> **Exercise instructions**: Output the following records verbatim, starting at the line containing "Target: club crest on shirt" and ending after the line containing "486), (783, 307)]".

> **Task input**:
»»
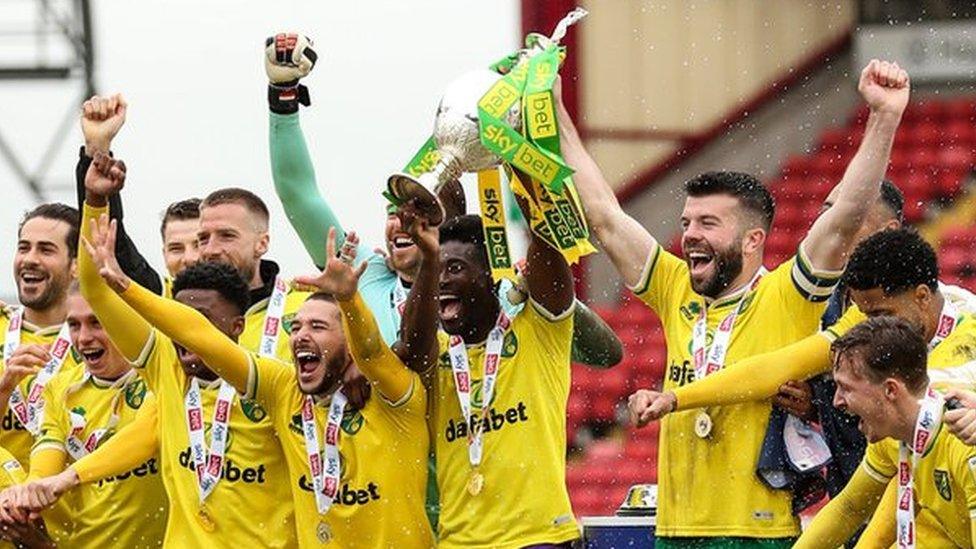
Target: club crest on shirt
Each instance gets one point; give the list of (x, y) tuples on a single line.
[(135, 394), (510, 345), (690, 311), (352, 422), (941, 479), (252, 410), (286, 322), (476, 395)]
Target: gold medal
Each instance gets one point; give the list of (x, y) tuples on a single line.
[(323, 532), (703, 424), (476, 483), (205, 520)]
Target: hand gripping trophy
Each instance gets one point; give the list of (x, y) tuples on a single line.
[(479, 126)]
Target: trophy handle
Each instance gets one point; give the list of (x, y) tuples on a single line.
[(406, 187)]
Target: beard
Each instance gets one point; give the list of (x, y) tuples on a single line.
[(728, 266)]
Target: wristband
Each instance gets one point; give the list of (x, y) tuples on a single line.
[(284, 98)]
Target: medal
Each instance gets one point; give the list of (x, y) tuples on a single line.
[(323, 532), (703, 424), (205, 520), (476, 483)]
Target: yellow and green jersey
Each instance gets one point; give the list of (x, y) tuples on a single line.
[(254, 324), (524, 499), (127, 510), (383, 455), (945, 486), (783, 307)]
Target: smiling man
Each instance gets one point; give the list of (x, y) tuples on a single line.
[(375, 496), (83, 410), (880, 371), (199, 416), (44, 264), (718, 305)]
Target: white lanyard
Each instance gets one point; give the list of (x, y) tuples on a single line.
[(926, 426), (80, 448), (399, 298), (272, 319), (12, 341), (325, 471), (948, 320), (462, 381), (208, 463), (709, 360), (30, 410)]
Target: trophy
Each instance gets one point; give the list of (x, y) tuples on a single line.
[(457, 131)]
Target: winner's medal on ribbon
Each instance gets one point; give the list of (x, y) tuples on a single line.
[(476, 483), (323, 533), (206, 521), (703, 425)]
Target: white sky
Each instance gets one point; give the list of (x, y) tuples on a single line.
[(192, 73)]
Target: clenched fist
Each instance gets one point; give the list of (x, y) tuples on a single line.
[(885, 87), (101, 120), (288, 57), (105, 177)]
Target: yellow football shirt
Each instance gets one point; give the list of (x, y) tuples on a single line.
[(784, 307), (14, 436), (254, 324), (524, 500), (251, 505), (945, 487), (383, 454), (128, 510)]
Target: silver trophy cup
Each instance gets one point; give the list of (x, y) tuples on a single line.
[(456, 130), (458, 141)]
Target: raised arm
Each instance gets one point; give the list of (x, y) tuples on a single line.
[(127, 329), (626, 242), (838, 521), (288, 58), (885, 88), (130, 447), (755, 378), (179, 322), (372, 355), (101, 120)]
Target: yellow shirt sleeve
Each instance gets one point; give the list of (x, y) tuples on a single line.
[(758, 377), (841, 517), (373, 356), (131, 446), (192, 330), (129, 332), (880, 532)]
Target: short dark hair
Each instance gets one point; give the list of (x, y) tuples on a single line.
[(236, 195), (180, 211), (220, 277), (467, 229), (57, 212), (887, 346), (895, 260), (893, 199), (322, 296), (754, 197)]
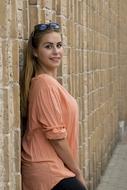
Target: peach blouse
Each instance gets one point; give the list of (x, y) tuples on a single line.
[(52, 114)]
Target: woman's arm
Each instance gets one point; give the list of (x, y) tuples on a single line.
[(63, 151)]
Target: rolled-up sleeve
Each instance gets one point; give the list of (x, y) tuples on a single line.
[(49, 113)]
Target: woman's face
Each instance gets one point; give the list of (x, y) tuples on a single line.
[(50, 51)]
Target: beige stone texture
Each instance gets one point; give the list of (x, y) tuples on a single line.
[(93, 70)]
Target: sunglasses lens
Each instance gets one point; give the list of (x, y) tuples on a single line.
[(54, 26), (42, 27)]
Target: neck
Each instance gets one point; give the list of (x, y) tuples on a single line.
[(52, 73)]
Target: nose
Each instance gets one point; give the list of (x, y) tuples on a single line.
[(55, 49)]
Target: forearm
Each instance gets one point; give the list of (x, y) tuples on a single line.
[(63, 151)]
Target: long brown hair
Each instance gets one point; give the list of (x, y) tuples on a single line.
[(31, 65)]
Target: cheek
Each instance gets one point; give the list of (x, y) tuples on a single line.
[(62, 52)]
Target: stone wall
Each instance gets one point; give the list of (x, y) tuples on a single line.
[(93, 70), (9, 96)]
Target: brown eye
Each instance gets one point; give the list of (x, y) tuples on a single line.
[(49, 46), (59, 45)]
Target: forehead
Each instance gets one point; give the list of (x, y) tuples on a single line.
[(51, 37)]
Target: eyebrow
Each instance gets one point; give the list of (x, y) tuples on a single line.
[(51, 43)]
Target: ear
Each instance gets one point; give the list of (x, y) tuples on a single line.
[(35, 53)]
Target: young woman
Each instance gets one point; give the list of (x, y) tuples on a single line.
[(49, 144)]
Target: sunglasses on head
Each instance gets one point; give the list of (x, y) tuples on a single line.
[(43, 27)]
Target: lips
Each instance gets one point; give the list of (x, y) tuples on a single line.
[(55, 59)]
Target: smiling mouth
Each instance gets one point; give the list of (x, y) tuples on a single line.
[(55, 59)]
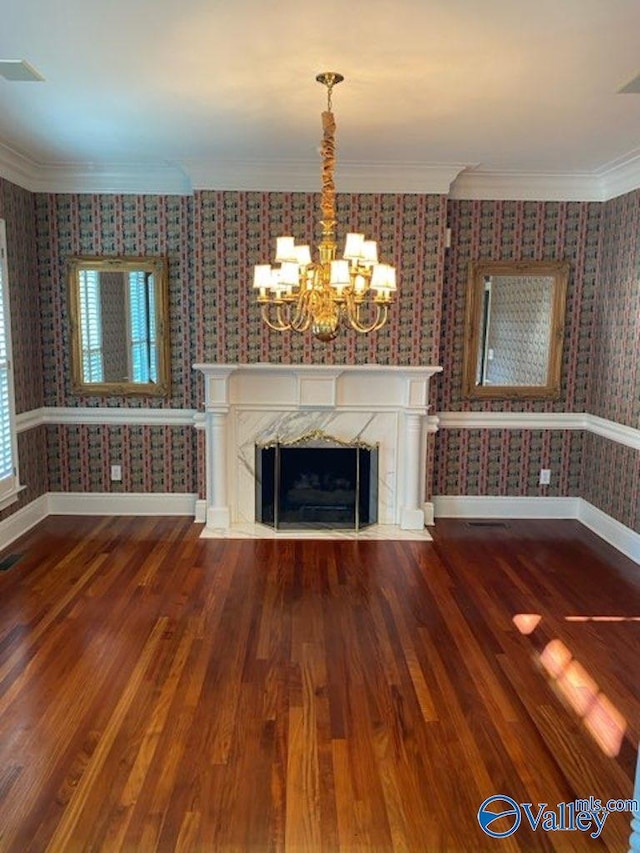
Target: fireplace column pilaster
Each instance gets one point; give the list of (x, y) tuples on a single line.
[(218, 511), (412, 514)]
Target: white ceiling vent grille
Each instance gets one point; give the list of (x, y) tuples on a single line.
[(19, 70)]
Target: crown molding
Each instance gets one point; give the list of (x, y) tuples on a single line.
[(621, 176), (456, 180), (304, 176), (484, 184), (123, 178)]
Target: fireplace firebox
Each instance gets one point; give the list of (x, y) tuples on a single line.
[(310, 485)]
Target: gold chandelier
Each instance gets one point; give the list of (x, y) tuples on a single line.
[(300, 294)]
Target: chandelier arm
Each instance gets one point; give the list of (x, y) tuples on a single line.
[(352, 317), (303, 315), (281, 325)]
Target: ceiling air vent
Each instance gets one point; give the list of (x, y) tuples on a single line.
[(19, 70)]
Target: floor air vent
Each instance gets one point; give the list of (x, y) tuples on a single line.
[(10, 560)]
««
»»
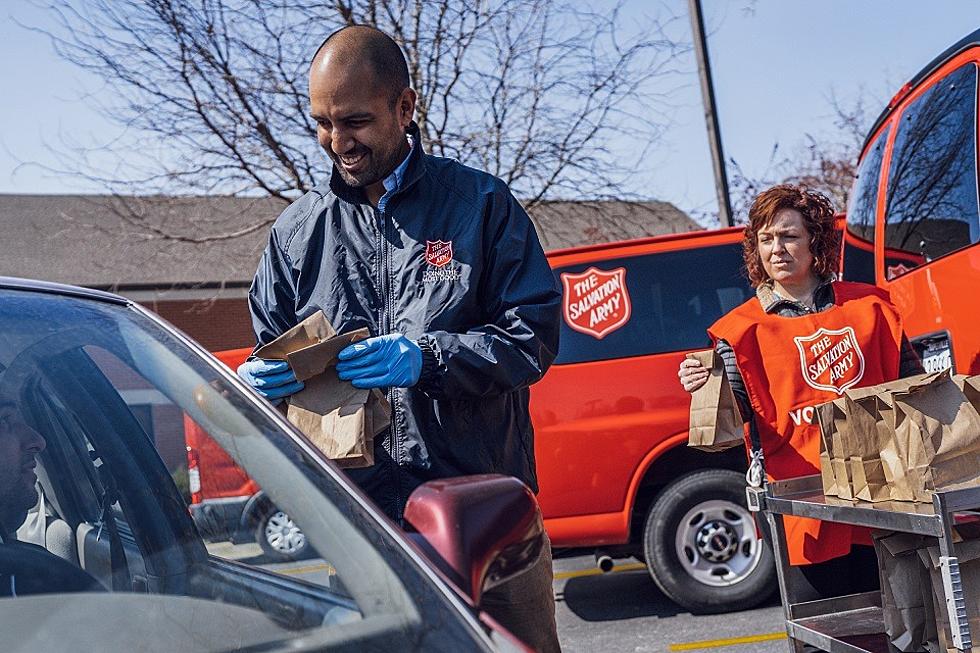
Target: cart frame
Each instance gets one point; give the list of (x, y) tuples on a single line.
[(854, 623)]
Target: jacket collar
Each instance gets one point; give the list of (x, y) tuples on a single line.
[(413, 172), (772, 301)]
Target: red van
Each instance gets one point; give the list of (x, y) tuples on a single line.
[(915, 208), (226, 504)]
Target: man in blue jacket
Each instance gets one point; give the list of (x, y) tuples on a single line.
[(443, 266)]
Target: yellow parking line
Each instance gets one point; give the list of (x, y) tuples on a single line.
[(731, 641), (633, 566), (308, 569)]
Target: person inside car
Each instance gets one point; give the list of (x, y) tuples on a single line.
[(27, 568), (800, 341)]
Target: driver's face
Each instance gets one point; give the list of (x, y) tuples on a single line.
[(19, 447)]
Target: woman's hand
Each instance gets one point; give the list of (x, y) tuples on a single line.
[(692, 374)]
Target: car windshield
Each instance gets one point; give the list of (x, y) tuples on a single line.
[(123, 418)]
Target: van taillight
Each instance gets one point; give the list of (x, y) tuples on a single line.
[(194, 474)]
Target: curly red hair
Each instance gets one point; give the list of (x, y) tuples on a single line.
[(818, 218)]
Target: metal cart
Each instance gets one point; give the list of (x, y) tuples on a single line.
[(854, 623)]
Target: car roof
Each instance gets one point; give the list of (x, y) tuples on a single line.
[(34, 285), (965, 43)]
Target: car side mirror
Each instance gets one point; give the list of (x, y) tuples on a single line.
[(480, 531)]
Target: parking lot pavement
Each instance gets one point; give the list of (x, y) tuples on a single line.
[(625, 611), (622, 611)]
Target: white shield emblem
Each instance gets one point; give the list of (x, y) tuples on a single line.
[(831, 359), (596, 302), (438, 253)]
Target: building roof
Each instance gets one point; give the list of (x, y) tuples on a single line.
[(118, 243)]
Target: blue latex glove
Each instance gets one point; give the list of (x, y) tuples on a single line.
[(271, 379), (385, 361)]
««
»»
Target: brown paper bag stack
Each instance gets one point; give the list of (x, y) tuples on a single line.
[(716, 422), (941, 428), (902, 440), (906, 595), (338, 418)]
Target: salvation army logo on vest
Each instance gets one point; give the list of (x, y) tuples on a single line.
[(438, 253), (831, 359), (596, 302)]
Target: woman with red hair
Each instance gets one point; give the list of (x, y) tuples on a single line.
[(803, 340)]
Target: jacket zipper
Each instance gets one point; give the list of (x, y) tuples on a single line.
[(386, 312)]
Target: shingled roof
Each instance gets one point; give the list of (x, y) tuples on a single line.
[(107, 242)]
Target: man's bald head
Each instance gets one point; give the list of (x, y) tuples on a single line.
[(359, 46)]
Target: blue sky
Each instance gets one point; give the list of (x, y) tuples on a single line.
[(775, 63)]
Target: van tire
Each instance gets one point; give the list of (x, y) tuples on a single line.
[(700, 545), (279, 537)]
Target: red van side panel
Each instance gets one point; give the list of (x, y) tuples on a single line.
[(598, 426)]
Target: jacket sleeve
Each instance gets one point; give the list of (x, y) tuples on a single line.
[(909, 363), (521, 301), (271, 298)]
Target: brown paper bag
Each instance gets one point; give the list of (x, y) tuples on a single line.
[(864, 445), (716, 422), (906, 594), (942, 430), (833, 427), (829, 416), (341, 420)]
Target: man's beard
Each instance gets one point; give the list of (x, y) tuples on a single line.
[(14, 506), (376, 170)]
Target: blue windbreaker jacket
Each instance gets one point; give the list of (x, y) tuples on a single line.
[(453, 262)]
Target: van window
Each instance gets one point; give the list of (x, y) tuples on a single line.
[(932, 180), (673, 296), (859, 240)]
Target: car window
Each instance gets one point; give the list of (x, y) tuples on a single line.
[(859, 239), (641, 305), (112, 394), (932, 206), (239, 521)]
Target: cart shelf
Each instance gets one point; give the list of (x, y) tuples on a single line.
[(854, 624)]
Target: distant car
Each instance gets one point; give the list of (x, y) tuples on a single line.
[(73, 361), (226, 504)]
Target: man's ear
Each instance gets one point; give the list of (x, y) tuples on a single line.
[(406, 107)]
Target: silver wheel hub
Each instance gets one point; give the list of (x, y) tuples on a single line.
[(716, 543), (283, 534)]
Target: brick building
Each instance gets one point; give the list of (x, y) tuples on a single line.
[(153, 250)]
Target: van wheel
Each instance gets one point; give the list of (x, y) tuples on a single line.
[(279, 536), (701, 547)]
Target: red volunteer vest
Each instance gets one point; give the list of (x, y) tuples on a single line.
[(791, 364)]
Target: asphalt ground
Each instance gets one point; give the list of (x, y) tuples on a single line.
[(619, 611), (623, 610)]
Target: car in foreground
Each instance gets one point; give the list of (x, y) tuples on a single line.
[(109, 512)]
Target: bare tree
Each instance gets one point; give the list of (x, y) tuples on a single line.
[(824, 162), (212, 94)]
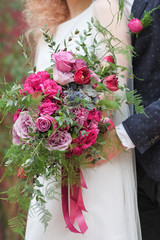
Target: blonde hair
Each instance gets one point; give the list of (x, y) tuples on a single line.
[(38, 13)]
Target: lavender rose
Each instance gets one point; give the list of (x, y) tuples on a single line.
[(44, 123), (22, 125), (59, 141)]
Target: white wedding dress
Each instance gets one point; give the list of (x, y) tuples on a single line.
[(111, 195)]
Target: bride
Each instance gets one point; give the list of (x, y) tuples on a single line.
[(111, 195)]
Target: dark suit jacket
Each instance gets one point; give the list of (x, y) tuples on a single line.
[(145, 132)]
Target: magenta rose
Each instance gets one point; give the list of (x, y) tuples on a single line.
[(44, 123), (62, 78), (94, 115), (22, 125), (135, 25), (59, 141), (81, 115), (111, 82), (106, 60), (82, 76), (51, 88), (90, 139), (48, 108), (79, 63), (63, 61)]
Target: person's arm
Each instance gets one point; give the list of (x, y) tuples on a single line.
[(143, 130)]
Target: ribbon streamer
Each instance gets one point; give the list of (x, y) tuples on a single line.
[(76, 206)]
««
> **Finished task**:
Target: club crest on shirt
Each instance gets one point; give the list of (x, y) tuples on a single line.
[(135, 394), (510, 345), (690, 311), (352, 422), (941, 479), (252, 410), (286, 322), (476, 395)]
Target: gold medal
Each instance gets one point; give the list of (x, y) tuples on a single line.
[(323, 532), (703, 424), (476, 483), (205, 520)]
Target: hand gripping trophy
Each instance gets one point; give the list of (x, y) tuples on a single line.
[(479, 126)]
Target: trophy handle
Each instance gets one point; give the list of (x, y) tuples on a single line.
[(406, 187)]
Target: beard
Each instance gets one point; give the list of (x, y) tuples on a single line.
[(728, 266)]
Target: wristband
Each instance gets one point; give the list of (x, y) tuples on a single line.
[(284, 98)]
Target: medal
Each instance gets one point; give the list of (x, y) tuples on a single line.
[(323, 532), (703, 424), (205, 520), (476, 483)]
Target: yellow and green jersey
Each instance gets one point; give the list of (x, y) tuples on a single line.
[(254, 324), (524, 499), (127, 510), (383, 455), (945, 486), (783, 307)]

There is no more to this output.